======== Listed records
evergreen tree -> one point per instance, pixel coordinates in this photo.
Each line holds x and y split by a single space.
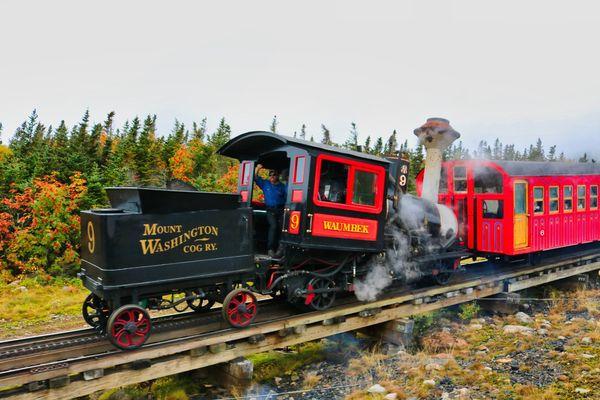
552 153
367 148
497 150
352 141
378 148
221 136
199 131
================
======== Listed records
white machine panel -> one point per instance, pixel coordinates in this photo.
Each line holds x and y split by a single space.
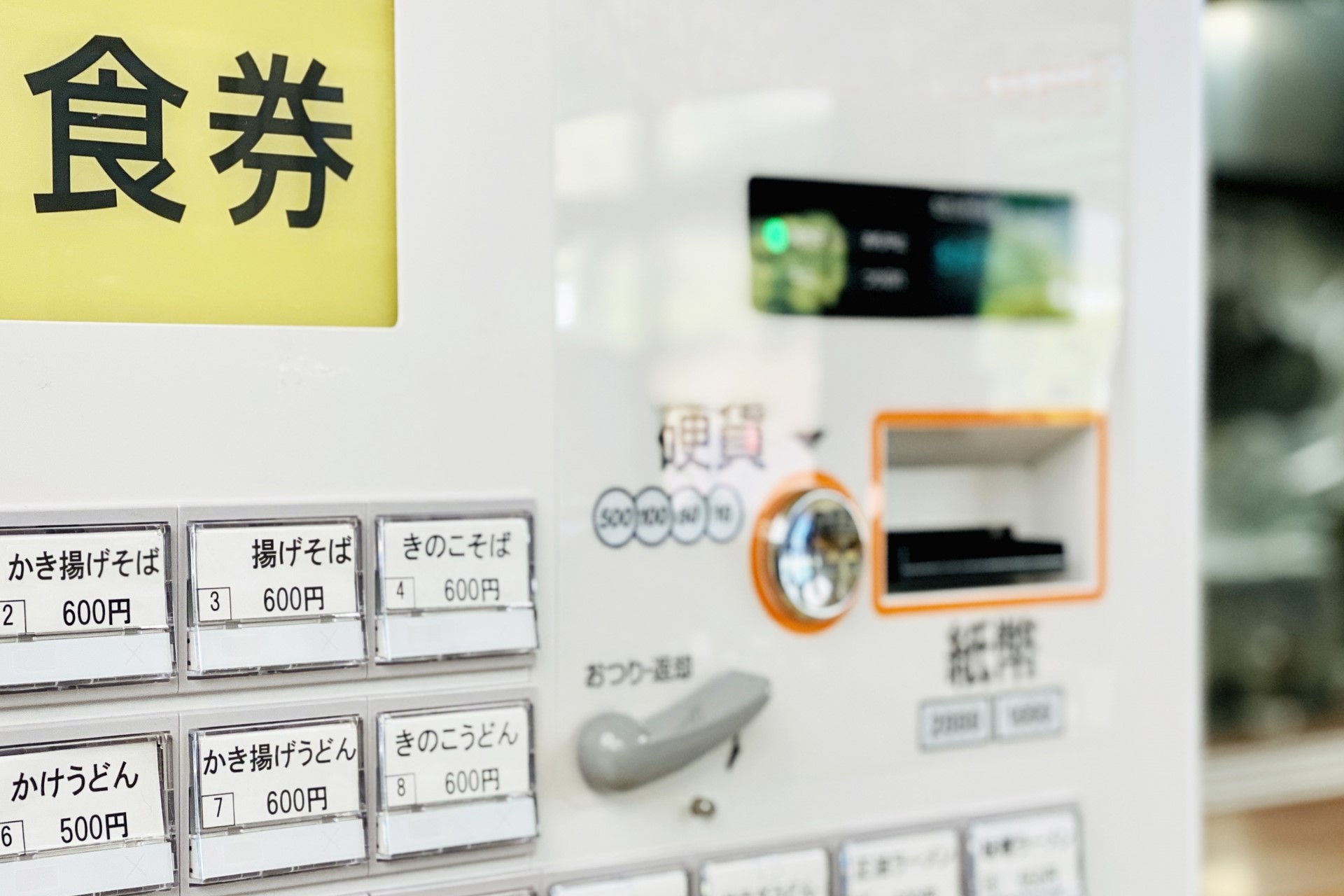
================
======== Listed records
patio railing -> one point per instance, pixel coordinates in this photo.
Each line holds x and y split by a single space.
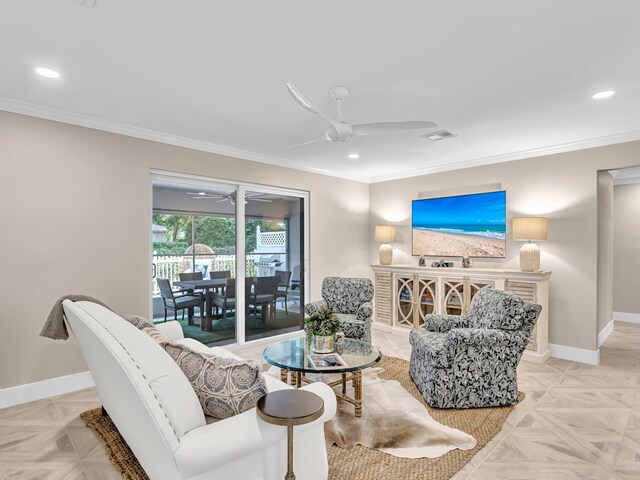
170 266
================
Your objective: Would you copy every line of the entries that includes the word "instance"?

Solution to this problem:
evergreen tree -> one point per instance, pixel coordinates in this photo.
white machine panel -> one point per instance, pixel coordinates in this photo.
patio railing -> one point per instance, pixel coordinates in this photo.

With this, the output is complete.